L'attore quindi introduceva il procedimento di mediazione introdotto presso l'Organismo Forense del Consiglio dell'Ordine degli Avvocati di Roma.
Dal verbale di mediazione depositato in atti risulta che all'incontro del 13.10.2015 partecipavano l'avv. C.M. per l'attore e l'avv. G.C. per l'assicurazione, con procura contenente facoltà di mediare e conciliare.
L'avvocato M. depositava procura speciale da parte di ZZZ nella quale si comunicava che l'attore non avrebbe partecipato per motivi familiari (sic).
Nel verbale risultavano cancellate le parti relative alle informative che il mediatore deve effettuare alle parti circa la natura, scopo e finalità del procedimento di mediazione nonché dei benefici fiscali.
Nel verbale non veniva altresì dato atto che: il mediatore aveva richiesto alle parti ed ai loro avvocati di esprimersi sulla possibilità di iniziare la procedura di mediazione. Sempre nel verbale, si legge che le parti dichiarano congiuntamente di aver tentato di raggiungere un accordo anche in considerazione dell'ordinanza dell'Ill.mo Giudice Moriconi, senza alcun esito positivo. In ragione di ciò le parti congiuntamente dichiarano che non sussistono i presupposti per proseguire la mediazione.
La procedura si conclude quindi con esito negativo.
É di tutta evidenza che non è stata data rituale e piena esecuzione all'ordinanza che precede e che le parti non hanno esperito alcuna mediazione. In questo specifico caso, addirittura neppure la fase introduttiva della stessa, con quanto ne consegue.
Va ricordato che a mente dell'art. 8 c. 1 d.lg. 28/2010 al primo incontro e agli incontri successivi, fino al termine della procedura, le parti devono partecipare con l'assistenza dell'avvocato. Durante il primo incontro il mediatore chiarisce alle parti la funzione e le modalità di svolgimento della mediazione. Il mediatore, sempre nello stesso primo incontro, invita poi le parti e i loro avvocati a esprimersi sulla possibilità di iniziare la procedura di mediazione e, nel caso positivo, procede con lo svolgimento.
D'altro canto l'art. 2 bis del'art. 5 della norma prevede che quando l'esperimento del procedimento di mediazione è condizione di procedibilità della domanda giudiziale la condizione si considera avverata se il primo incontro dinanzi al mediatore si conclude senza l'accordo.
Pur volendo ritenere, contro l'evidenza, che le parti abbiano svolto la fase introduttiva e preliminare della mediazione, vale osservare quanto segue.
Un'interpretazione delle norme che conduca a ritenere che esista un diritto potestativo della parte di non dare corso al provvedimento del giudice che ordina la mediazione demandata ai sensi dell'art. 5 c. 2 della norma, è erronea e non può in alcun modo essere accettata.

■ ■ ■ ■ ■

> [Esercizio] Trascriva alla lettera il passo del brano sulla mediazione che inizia con "L'attore quindi introduceva" e termina con "motivi familiari (sic).". I record provengono da una fonte diversa da quella del brano.

> [Dati grezzi]
■ ■ ■ ■ ■

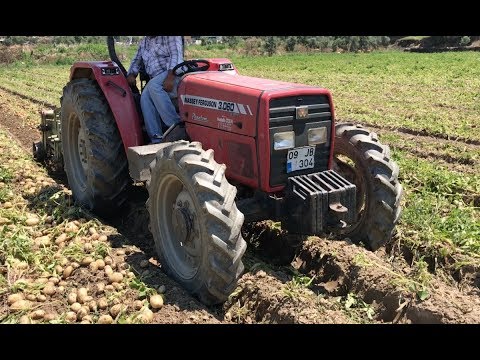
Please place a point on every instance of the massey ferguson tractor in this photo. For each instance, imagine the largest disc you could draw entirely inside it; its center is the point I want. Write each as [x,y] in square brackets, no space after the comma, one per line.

■ ■ ■ ■ ■

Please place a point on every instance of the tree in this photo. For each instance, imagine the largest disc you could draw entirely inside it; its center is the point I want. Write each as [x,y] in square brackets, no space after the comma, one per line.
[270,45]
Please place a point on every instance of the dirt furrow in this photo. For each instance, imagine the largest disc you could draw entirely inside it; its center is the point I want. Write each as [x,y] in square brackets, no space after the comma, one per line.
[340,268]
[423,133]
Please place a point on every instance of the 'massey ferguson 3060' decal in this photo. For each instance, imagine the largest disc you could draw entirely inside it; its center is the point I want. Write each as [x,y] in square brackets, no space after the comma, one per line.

■ ■ ■ ■ ■

> [Esercizio svolto]
L'attore quindi introduceva il procedimento di mediazione introdotto presso l'Organismo Forense del Consiglio dell'Ordine degli Avvocati di Roma.
Dal verbale di mediazione depositato in atti risulta che all'incontro del 13.10.2015 partecipavano l'avv. C.M. per l'attore e l'avv. G.C. per l'assicurazione, con procura contenente facoltà di mediare e conciliare.
L'avvocato M. depositava procura speciale da parte di ZZZ nella quale si comunicava che l'attore non avrebbe partecipato per motivi familiari (sic).